• _What to produce_:
In full and without deviation, write out the entries that follow.
[Task material Boundary: Start]
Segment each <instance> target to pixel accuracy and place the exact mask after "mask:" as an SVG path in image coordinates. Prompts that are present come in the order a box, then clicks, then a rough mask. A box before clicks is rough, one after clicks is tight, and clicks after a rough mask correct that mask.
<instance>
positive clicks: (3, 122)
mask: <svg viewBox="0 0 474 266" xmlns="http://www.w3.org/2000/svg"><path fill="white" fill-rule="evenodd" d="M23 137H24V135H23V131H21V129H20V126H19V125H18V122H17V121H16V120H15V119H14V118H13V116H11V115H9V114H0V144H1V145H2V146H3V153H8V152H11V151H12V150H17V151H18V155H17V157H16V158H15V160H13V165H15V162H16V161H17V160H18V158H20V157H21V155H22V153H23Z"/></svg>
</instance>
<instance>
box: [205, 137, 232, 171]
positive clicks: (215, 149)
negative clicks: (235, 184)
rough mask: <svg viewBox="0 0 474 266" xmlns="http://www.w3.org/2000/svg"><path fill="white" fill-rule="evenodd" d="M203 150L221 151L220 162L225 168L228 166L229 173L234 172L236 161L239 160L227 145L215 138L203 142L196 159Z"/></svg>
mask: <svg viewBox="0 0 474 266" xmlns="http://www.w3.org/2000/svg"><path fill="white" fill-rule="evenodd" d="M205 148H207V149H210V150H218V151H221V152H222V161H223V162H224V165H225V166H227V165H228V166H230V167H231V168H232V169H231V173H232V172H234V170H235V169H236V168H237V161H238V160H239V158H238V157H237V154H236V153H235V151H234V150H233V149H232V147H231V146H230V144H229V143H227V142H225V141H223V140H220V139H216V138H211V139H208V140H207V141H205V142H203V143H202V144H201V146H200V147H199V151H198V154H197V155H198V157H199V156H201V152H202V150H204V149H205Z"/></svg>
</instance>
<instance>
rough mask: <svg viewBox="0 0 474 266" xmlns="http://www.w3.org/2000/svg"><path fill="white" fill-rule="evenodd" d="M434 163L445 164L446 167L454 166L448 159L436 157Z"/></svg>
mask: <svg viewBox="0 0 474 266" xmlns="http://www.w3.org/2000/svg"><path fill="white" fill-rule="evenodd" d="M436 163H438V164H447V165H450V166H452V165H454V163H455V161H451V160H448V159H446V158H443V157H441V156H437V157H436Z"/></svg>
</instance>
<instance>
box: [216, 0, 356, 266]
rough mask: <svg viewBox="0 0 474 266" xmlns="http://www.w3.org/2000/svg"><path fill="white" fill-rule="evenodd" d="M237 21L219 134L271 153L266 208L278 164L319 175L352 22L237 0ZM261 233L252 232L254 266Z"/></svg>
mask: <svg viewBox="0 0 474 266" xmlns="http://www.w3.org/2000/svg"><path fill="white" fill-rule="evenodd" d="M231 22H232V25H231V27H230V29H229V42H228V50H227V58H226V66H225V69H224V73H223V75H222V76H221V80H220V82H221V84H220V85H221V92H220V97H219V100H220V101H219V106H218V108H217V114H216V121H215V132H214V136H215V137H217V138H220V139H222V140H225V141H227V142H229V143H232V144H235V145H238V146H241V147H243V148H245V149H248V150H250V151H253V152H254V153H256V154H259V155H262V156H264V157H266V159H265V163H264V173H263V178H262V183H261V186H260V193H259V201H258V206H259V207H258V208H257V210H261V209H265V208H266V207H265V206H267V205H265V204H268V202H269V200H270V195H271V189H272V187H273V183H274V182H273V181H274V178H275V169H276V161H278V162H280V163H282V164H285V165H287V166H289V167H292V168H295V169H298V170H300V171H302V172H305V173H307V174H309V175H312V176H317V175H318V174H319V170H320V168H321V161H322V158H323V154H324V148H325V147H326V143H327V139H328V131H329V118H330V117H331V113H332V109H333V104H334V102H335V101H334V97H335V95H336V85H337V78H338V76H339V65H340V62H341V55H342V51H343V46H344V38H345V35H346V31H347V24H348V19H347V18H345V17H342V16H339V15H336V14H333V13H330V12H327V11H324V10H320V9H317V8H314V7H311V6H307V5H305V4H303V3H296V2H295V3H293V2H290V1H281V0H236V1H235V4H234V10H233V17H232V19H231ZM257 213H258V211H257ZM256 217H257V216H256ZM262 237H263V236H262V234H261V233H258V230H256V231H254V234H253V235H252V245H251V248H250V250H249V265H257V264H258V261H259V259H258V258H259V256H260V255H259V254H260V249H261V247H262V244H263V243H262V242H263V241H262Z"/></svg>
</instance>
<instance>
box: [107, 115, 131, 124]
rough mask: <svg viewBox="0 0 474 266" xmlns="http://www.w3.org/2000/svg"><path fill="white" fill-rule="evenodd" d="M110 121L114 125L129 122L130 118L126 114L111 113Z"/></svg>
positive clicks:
[Task material Boundary: End]
• _Written solution_:
Segment each <instance> target to pixel accuracy and place the exact mask after "mask:" as an SVG path in image coordinates. Prompts that are present come in the order a box, then clicks, then a rough mask. A box before clicks is rough, one after clicks is tight, and clicks after a rough mask correct that mask.
<instance>
positive clicks: (3, 122)
mask: <svg viewBox="0 0 474 266" xmlns="http://www.w3.org/2000/svg"><path fill="white" fill-rule="evenodd" d="M23 137H24V135H23V131H21V129H20V126H19V125H18V122H17V121H16V120H15V119H14V118H13V116H11V115H9V114H0V144H1V145H2V146H3V153H8V152H11V151H12V150H17V151H18V155H17V157H16V158H15V160H13V165H15V162H16V161H17V160H18V158H20V157H21V155H22V153H23Z"/></svg>
</instance>
<instance>
box: [205, 137, 232, 171]
positive clicks: (215, 149)
negative clicks: (235, 184)
rough mask: <svg viewBox="0 0 474 266" xmlns="http://www.w3.org/2000/svg"><path fill="white" fill-rule="evenodd" d="M203 150L221 151L220 162L225 168L228 166L229 173L234 172L236 161L239 160L227 145L215 138L203 142L196 159Z"/></svg>
mask: <svg viewBox="0 0 474 266" xmlns="http://www.w3.org/2000/svg"><path fill="white" fill-rule="evenodd" d="M205 148H207V149H210V150H218V151H221V152H222V161H223V162H224V165H225V166H227V165H228V166H230V167H231V168H232V169H231V173H232V172H234V170H235V169H236V168H237V161H238V160H239V158H238V157H237V154H236V153H235V151H234V150H233V149H232V147H231V146H230V144H229V143H227V142H225V141H223V140H220V139H216V138H211V139H208V140H207V141H205V142H203V143H202V144H201V146H200V147H199V151H198V154H197V155H198V157H199V156H201V152H202V150H204V149H205Z"/></svg>
</instance>
<instance>
rough mask: <svg viewBox="0 0 474 266" xmlns="http://www.w3.org/2000/svg"><path fill="white" fill-rule="evenodd" d="M434 163L445 164L446 167L454 166L448 159L436 157Z"/></svg>
mask: <svg viewBox="0 0 474 266" xmlns="http://www.w3.org/2000/svg"><path fill="white" fill-rule="evenodd" d="M436 163H438V164H447V165H450V166H452V165H454V163H455V161H451V160H448V159H446V158H443V157H441V156H437V157H436Z"/></svg>
</instance>
<instance>
box: [216, 0, 356, 266]
rough mask: <svg viewBox="0 0 474 266" xmlns="http://www.w3.org/2000/svg"><path fill="white" fill-rule="evenodd" d="M237 21L219 134L271 153L266 208L278 164L319 175L352 22L237 0ZM261 233L252 232L254 266Z"/></svg>
mask: <svg viewBox="0 0 474 266" xmlns="http://www.w3.org/2000/svg"><path fill="white" fill-rule="evenodd" d="M231 22H232V25H231V27H230V29H229V42H228V50H227V58H226V66H225V69H224V73H223V75H222V76H221V80H220V82H221V84H220V85H221V92H220V97H219V100H220V101H219V106H218V108H217V114H216V121H215V132H214V136H215V137H217V138H220V139H222V140H225V141H227V142H229V143H232V144H235V145H238V146H241V147H243V148H245V149H248V150H250V151H253V152H254V153H256V154H259V155H262V156H264V157H266V159H265V163H264V173H263V178H262V183H261V186H260V193H259V201H258V206H259V207H258V208H257V210H261V209H265V208H266V207H265V206H267V205H265V204H268V202H269V200H270V195H271V189H272V187H273V183H274V182H273V181H274V178H275V169H276V161H278V162H280V163H282V164H285V165H287V166H289V167H292V168H295V169H298V170H300V171H302V172H305V173H307V174H309V175H312V176H317V175H318V174H319V170H320V168H321V161H322V158H323V154H324V148H325V147H326V143H327V139H328V131H329V118H330V117H331V113H332V109H333V104H334V102H335V101H334V97H335V95H336V85H337V78H338V76H339V65H340V62H341V55H342V51H343V46H344V38H345V35H346V31H347V24H348V19H347V18H345V17H342V16H339V15H336V14H333V13H330V12H327V11H324V10H320V9H317V8H314V7H311V6H307V5H305V4H303V3H296V2H295V3H293V2H290V1H281V0H236V1H235V4H234V10H233V17H232V19H231ZM257 213H258V211H257ZM256 217H257V216H256ZM262 237H263V236H262V234H261V233H258V230H256V231H254V234H253V235H252V245H251V248H250V250H249V265H257V264H258V261H259V259H258V258H259V256H260V255H259V254H260V249H261V247H262V244H263V243H262V242H263V241H262Z"/></svg>
</instance>
<instance>
box: [107, 115, 131, 124]
rough mask: <svg viewBox="0 0 474 266" xmlns="http://www.w3.org/2000/svg"><path fill="white" fill-rule="evenodd" d="M110 121L114 125L129 122L130 118L126 114L111 113Z"/></svg>
positive clicks:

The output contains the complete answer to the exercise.